** Selected extract **
**********

Except as otherwise provided for or fixed by or pursuant to the provisions of
Article IV hereof relating to the rights of the holders of any class or series
of stock having a preference over the Common Stock as to dividends or upon
liquidation to elect Directors under specified circumstances, newly created
directorships resulting from any increase in the number of Directors and any
vacancies on the Board of Directors resulting from death, resignation,
disqualification, removal or other cause shall be filled by the affirmative vote
of a majority of the remaining Directors then in office, even though less than a
quorum of the Board of Directors, and not by the stockholders. Any Director
elected in accordance with the preceding sentence shall hold office until the
next succeeding annual meeting of shareholders following his election by the
Directors, and, if elected by the stockholders at such meeting, shall serve for
the remainder of the full term of the class of Directors in which the new
directorship was created or the vacancy occurred and until such Director's
successor shall have been duly elected and qualified. No decrease in the number
of Directors constituting the Board of Directors shall shorten the term of any
incumbent Director.

                  SECTION 7.04. Removal. Subject to the rights of any class or
series of stock having a preference over the Common Stock as to dividends or
upon liquidation to elect Directors under specified circumstances, any Director
may be removed from office only for cause by the affirmative vote of the holders
of at least a majority of the voting power of all Voting Stock then outstanding,
voting together as a single class.
<PAGE>   8
                                                                               8

                  SECTION 7.05. Amendment, repeal, etc. Notwithstanding anything
contained in this Certificate of Incorporation to the contrary, the affirmative
vote of the holders of at least 80% of the voting power of all Voting Stock then
outstanding, voting together as a single class, shall be required to alter,
amend, adopt any provision inconsistent with or repeal this Article VII.

**********

Data excerpts
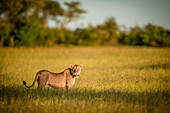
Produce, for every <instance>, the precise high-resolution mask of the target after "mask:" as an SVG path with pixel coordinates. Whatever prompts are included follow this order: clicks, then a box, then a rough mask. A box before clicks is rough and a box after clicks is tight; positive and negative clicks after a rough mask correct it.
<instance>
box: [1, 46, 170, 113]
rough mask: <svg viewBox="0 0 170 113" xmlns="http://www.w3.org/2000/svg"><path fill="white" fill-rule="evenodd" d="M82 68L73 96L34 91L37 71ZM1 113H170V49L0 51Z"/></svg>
mask: <svg viewBox="0 0 170 113" xmlns="http://www.w3.org/2000/svg"><path fill="white" fill-rule="evenodd" d="M80 63H82V64H84V67H83V69H82V72H81V75H80V77H79V78H78V79H76V82H75V86H74V89H73V90H72V91H71V92H67V91H65V90H60V89H52V88H50V87H49V86H47V87H46V88H45V90H43V91H37V90H36V86H37V84H36V85H35V86H34V87H33V88H31V89H26V88H25V87H24V86H23V85H22V81H23V80H25V81H26V82H27V84H28V85H30V84H32V81H33V79H34V77H35V74H36V72H37V71H39V70H41V69H47V70H50V71H52V72H61V71H63V70H64V69H65V68H68V67H69V64H80ZM0 104H1V106H0V111H2V112H4V113H5V112H14V113H18V112H43V113H47V112H48V113H49V112H51V113H53V112H54V113H62V112H63V113H65V112H69V113H75V112H80V113H89V112H92V113H95V112H97V113H103V112H104V113H108V112H110V113H113V112H117V113H123V112H124V113H125V112H126V113H127V112H129V113H136V112H139V113H144V112H149V113H151V112H156V113H160V112H161V113H168V112H170V110H169V107H170V49H169V48H147V47H72V48H65V47H55V48H0Z"/></svg>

**********

** Work required **
Continue the certificate of incorporation text on the Board of Directors, picking up after its final sentence. The records were drawn from a separate source.

** Exercise response **
                                  ARTICLE VIII

                                     By-laws

                  SECTION 8.01. The By-laws may be altered or repealed and new
By-laws may be adopted (a) at any annual or special meeting of stockholders, by
the affirmative vote of the holders of a majority of the voting power of the
Voting Stock then outstanding, voting together as a single class; provided,
however, that any proposed alteration or repeal of, or the adoption of any
By-law inconsistent with, Section 2.02 or 2.07 of the By-laws or this sentence,
by the stockholders shall require the affirmative vote of the holders of at
least 80% of the voting power of all Voting Stock then outstanding, voting
together as a single class; provided, further, however, that in the case of any
such stockholder action at a special meeting of stockholders, notice of the
proposed alteration, repeal or adoption of the new By-law or By-laws must be
contained in the notice of such special meeting, or (b) by the affirmative vote
of a majority of the Whole Board. Notwithstanding anything contained in this
Certificate of Incorporation to the contrary, the affirmative vote of the
holders of at least 80% of the voting power of all Voting Stock then
outstanding, voting together as a single class shall be required to alter,
amend, adopt any provision inconsistent with or repeal this Article VIII.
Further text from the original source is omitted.